REQUIRED ACTION:
Every entry below is to be returned unchanged. Images are not part of the copy.

[Dataset excerpts]

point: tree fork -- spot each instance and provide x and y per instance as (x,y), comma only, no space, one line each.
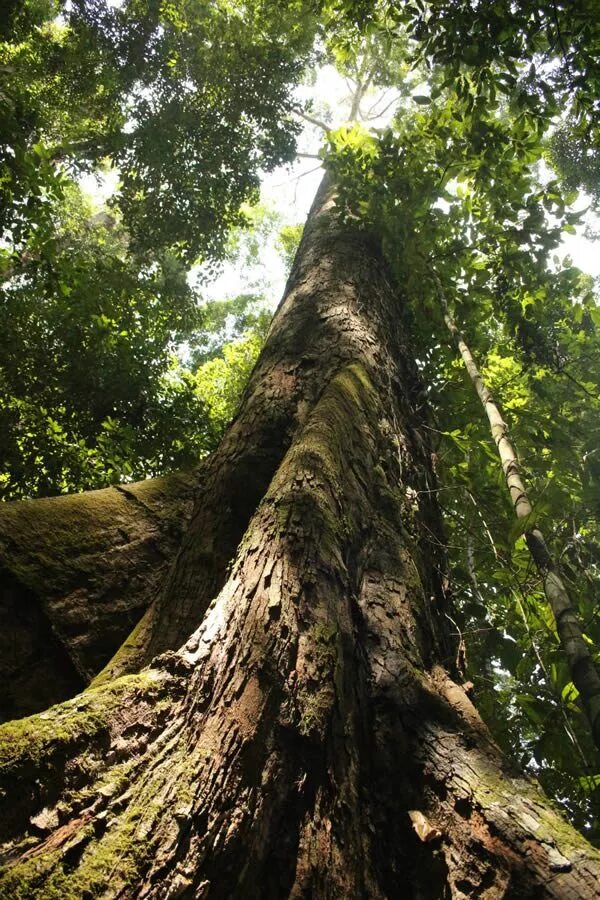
(305,741)
(76,573)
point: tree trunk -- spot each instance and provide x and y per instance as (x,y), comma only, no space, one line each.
(306,739)
(76,574)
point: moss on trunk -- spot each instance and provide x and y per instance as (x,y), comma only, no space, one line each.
(300,734)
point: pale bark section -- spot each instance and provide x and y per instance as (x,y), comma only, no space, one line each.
(76,573)
(577,652)
(305,725)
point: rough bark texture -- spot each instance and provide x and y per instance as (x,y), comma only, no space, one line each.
(306,740)
(76,573)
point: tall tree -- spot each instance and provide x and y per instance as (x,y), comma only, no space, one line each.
(289,716)
(298,733)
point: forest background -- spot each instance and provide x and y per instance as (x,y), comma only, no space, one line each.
(119,361)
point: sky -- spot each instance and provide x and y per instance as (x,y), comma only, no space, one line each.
(289,190)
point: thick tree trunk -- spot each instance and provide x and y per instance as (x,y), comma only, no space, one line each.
(76,574)
(306,739)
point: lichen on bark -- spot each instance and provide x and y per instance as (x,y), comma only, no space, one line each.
(302,715)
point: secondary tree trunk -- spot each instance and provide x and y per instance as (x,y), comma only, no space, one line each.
(298,734)
(76,574)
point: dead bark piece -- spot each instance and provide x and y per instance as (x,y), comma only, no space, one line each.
(423,827)
(284,749)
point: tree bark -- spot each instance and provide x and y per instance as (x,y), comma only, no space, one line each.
(76,573)
(305,740)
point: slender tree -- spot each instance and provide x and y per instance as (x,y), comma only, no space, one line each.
(298,731)
(289,717)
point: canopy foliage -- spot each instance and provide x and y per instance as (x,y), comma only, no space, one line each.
(470,188)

RESULT:
point: tree fork -- spot each instance and provide x and y per instance as (x,y), comma only, no space, one line each.
(305,741)
(76,573)
point: tree trunk -- spot each instance and provide x and y per instance as (x,y), comma only, no space, one line each.
(306,739)
(76,574)
point: moss on trunk -- spot each instance and provide x and y per instance as (x,y), comma only, no space, one line each.
(300,734)
point: pale bark section -- spot each instance and provide x and y per instance as (x,y), comma only, no space, one line each.
(76,573)
(577,652)
(305,725)
point: rough bark texture -- spot each instance and provide x and y per instance as (x,y), comma only, no space, one line each.
(306,740)
(76,573)
point: tall tree -- spot each instance and provide x and y per instance as (x,y), comma only, no space, one line each.
(289,716)
(298,733)
point: forest background -- spot each instance and provide x and y per instance as (x,y), comma only, no space, one line each.
(119,361)
point: sky -- spot each instance and provide x and y per instance as (x,y), comma only, no space, one line each.
(289,190)
point: thick tree trunk -- spot each instance and provide x and y per instance as (x,y), comma only, no space, one line each.
(76,574)
(306,739)
point: lichen on bark -- spot each instance and provide x and y per instance as (x,y), comma only, no space, one line each.
(302,715)
point: secondary tree trunk -- spot each instance and provide x and y per instance as (x,y), comma only, no space, one line each.
(298,734)
(76,574)
point: dead bark piece -- spot each instance and provide x and y per instance as (x,y), comma only, no space, one line each.
(423,827)
(284,749)
point: tree bark -- spot each instance and provide x and y per instance as (x,y), comma only, no space, one line each.
(76,573)
(305,740)
point: slender tree -- spot each instance and provide x and y per instance as (x,y), comma only, no space, one line each.
(298,731)
(289,717)
point: canopy foliage -- spot each instance and provide x and y per instance as (x,y), comma only, no space, one line each.
(470,188)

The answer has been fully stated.